Supplied passage:
--- begin ---

In an interview with Random House Publishing, Green recalled that newscasters stated that people would now view the world through the lens of either before or after 9/11. Green says in the same interview, “We look back to the most important moment in our history, and that becomes the dividing line between what we were and what we are now. So I wanted to reflect on the way we measure and think of time.” For the characters in Looking for Alaska, Alaska's death proved a life-altering moment, and Green wanted to reflect this importance by creating the structure of the novel around the axis of Alaska's death.

=== Genre ===
Looking for Alaska is classified as "young adult fiction". While Green used his own life as a source of inspiration, the novel itself is entirely fictional. In an interview with Random House Publishing, Green states that the intended audience for the novel is high-school students. In a separate interview, Green comments that he wrote the novel intending it to be young adult fiction because he wished to contribute to the formation of his readers’ values in a meaningful way. Furthermore, themes of sex, drugs, alcohol, first love, and loss classify the book as young adult fiction.

==Characters==

- Miles Halter ("Pudge")
  Miles Halter is the novel's main character and narrator, who has an unusual passion in learning famous people's last words. He transfers to the boarding school Culver Creek in search of his own "Great Perhaps." He is nicknamed "Pudge" by his roommate because he is tall and skinny. Miles is attracted to Alaska Young, who mostly does not reciprocate his feelings. As seen through interactions with other characters, Miles can be categorized as independent and curious, but also unique.
- Alaska Young
  Alaska is a wild, unpredictable, beautiful, and enigmatic girl with a sad backstory who captures Miles' attention and heart. She acts as a confidante to her friends, frequently assisting them in personal matters, including providing them with cigarettes and alcohol. She is described as living in a "reckless world." After receiving an unknown call, Alaska dies in a car accident, and the second half of the novel focuses on uncovering the mystery from the night she died. At the end of the book, it is not confirmed whether her death was an accident or suicide.

--- end ---

Requirement 1: In the Looking for Alaska passage, repeat word for word the part starting at "- Miles Halter" and ending at "but also unique.".
Requirement 2: Condense the paragraph of the Looking for Alaska passage that begins "Looking for Alaska is classified as" into a short bulleted list that keeps its main facts.
Requirement 3: According to the Looking for Alaska passage, what boarding school does Miles Halter transfer to?

Data lines:
--- begin ---

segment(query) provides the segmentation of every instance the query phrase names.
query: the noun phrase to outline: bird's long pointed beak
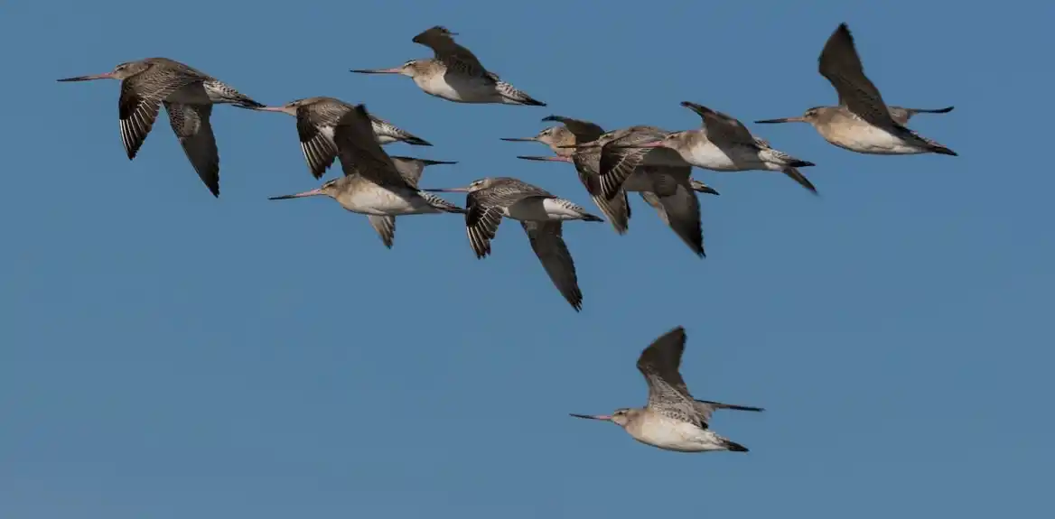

--- end ---

Exercise output 1:
- Miles Halter ("Pudge")
  Miles Halter is the novel's main character and narrator, who has an unusual passion in learning famous people's last words. He transfers to the boarding school Culver Creek in search of his own "Great Perhaps." He is nicknamed "Pudge" by his roommate because he is tall and skinny. Miles is attracted to Alaska Young, who mostly does not reciprocate his feelings. As seen through interactions with other characters, Miles can be categorized as independent and curious, but also unique.

Exercise output 2:
- The novel is classified as young adult fiction.
- Green drew inspiration from his own life, but the novel is entirely fictional.
- In an interview with Random House Publishing, Green named high-school students as the intended audience.
- Green wrote it as young adult fiction to help shape his readers' values in a meaningful way.
- Its themes of sex, drugs, alcohol, first love, and loss also mark it as young adult fiction.

Exercise output 3: Culver Creek.